>>>
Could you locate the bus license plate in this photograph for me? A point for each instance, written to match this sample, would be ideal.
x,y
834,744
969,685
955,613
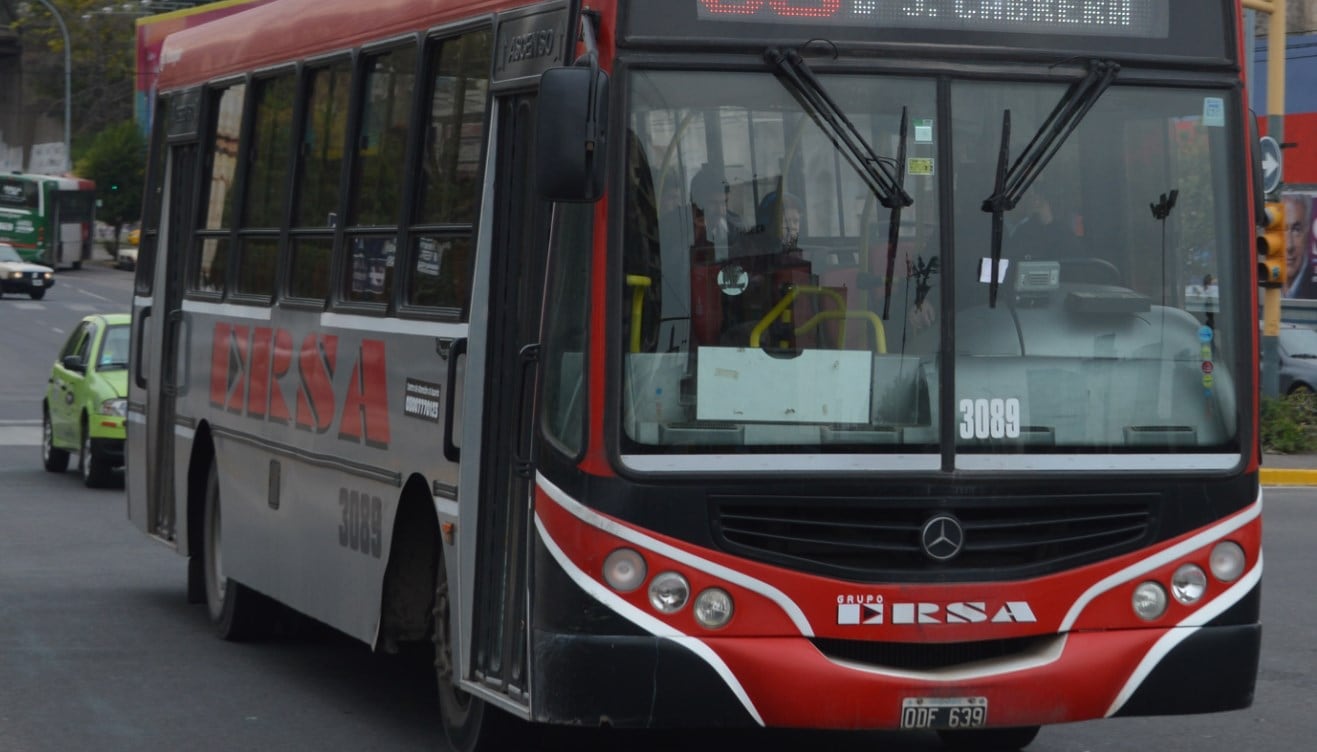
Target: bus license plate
x,y
943,713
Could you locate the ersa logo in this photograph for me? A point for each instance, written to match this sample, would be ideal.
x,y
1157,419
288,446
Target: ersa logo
x,y
254,372
873,610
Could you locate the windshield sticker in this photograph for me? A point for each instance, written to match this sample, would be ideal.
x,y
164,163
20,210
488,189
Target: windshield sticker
x,y
985,270
923,131
422,399
919,166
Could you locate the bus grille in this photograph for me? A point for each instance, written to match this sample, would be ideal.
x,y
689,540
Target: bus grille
x,y
930,656
880,540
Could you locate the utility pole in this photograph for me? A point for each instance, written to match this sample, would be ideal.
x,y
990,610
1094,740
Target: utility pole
x,y
69,86
1276,129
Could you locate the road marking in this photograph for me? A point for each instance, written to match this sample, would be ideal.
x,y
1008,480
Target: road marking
x,y
20,435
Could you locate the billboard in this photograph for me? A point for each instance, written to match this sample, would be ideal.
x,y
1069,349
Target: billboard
x,y
150,36
1300,244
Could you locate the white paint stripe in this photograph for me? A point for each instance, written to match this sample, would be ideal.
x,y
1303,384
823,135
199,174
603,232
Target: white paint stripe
x,y
1183,631
642,540
227,310
1167,556
20,436
1048,653
647,622
393,325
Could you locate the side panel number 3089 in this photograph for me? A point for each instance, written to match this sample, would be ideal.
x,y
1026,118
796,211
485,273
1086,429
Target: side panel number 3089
x,y
989,418
361,527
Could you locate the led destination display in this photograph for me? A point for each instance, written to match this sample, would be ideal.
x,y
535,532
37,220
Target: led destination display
x,y
1146,19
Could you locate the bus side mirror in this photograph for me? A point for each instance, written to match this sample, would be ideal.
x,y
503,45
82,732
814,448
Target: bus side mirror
x,y
572,134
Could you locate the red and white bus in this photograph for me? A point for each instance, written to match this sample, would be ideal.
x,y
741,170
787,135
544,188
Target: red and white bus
x,y
822,364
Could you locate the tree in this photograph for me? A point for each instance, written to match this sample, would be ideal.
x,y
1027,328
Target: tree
x,y
103,53
116,161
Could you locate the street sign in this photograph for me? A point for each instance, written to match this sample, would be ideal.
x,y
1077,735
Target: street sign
x,y
1271,163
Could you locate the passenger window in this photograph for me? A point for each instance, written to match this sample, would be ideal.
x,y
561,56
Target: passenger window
x,y
448,195
211,249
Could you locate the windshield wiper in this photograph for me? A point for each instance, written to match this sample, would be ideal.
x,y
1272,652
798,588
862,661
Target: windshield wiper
x,y
881,175
1051,136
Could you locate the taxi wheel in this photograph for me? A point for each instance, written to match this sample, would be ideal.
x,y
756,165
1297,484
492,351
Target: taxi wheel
x,y
94,468
54,460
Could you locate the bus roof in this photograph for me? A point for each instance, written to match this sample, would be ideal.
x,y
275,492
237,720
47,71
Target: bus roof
x,y
61,182
294,29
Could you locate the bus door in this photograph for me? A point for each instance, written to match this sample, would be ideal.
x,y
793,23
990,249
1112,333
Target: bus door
x,y
157,329
519,224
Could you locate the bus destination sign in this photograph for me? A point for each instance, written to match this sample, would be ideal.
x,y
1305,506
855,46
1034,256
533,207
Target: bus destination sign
x,y
1139,19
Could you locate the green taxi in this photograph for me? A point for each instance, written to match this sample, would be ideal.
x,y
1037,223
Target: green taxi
x,y
86,401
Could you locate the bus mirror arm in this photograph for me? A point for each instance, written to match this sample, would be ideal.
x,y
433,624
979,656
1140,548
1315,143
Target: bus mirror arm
x,y
452,452
572,127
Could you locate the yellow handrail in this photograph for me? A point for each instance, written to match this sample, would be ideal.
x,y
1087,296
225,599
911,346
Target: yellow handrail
x,y
842,312
880,336
638,283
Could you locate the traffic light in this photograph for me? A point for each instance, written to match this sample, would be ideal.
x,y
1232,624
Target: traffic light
x,y
1271,248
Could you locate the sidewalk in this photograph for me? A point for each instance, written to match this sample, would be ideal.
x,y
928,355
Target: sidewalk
x,y
1288,470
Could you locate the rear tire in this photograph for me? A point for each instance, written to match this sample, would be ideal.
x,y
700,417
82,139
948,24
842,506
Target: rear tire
x,y
54,460
94,469
237,611
989,739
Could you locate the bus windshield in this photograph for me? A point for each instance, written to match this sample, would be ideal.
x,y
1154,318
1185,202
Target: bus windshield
x,y
771,306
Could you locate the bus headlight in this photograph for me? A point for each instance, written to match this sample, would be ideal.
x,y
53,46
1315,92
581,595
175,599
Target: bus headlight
x,y
669,593
714,609
117,407
1188,584
1228,561
624,570
1150,601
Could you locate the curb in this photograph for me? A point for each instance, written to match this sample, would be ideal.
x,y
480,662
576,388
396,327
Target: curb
x,y
1287,477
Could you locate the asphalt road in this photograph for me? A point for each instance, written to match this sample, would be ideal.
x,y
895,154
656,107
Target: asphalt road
x,y
99,651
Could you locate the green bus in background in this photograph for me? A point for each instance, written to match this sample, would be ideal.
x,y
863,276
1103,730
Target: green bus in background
x,y
48,219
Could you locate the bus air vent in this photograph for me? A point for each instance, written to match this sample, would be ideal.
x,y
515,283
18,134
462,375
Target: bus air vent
x,y
875,540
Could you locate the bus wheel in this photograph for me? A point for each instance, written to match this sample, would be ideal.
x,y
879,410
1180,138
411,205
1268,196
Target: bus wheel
x,y
469,723
54,460
989,739
236,611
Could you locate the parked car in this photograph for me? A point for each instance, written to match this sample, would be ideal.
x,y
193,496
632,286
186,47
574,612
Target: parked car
x,y
17,275
86,401
1297,349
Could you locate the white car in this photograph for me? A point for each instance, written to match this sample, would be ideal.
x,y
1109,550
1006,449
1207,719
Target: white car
x,y
17,275
127,257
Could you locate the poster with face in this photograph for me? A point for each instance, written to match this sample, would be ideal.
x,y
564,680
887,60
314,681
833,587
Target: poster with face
x,y
1300,245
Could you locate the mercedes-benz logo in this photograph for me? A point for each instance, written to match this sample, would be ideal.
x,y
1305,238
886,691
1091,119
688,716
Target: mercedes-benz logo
x,y
942,537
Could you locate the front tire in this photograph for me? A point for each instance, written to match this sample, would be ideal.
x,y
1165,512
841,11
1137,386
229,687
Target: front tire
x,y
469,723
54,460
94,469
989,739
236,611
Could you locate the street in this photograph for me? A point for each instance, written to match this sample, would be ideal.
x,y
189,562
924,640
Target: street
x,y
100,652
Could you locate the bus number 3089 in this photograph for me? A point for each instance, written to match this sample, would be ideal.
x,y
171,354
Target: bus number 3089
x,y
361,527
<<<
--- TASK TO CARRY OUT ---
Rewrite the part of the listing above that opens with the line containing "Could you locate the parked" and runs to the end of the listing as a numbered list, one line per item, leaving out any blank lines.

--- RESULT ---
1. Could you locate the parked car in this photograph for me? A point for each instance, written to match this sample, would be ideal.
2. x,y
3. 193,496
4. 632,286
5. 186,47
6. 574,612
7. Target: parked car
8. x,y
9. 17,275
10. 86,401
11. 1297,349
12. Could you locate the white car in this photograph for me? A point for each instance, written to match this sample, would be ideal.
13. x,y
14. 1109,550
15. 1006,449
16. 1207,719
17. Target: white car
18. x,y
19. 17,275
20. 127,257
21. Could you locate the poster with face in this photograph for me? A point for each instance, written to match this sample, would be ideal.
22. x,y
23. 564,680
24. 887,60
25. 314,681
26. 833,587
27. Target: poster with face
28. x,y
29. 1300,245
30. Could you locate the mercedes-benz logo in this photograph for me? A point for each instance, written to match this sample, would be ideal.
31. x,y
32. 1305,238
33. 886,691
34. 1091,119
35. 688,716
36. Target: mercedes-benz logo
37. x,y
38. 942,537
39. Could you locate the front tire in this photograph for me? A point for each instance, written to match this sample, would be ideal.
40. x,y
41. 1165,512
42. 841,11
43. 1137,386
44. 229,687
45. Target: front tire
46. x,y
47. 469,723
48. 54,460
49. 94,469
50. 989,739
51. 236,611
52. Could you locate the street in this photograph for me? A point for each instance, written to match this sample, would be ideal.
53. x,y
54. 189,562
55. 924,640
56. Target: street
57. x,y
58. 100,652
59. Could you locate the bus number 3089 in this photograph for me? A point for each instance, written to match this sample, would be ideal.
60. x,y
61. 171,354
62. Target: bus number 3089
63. x,y
64. 361,527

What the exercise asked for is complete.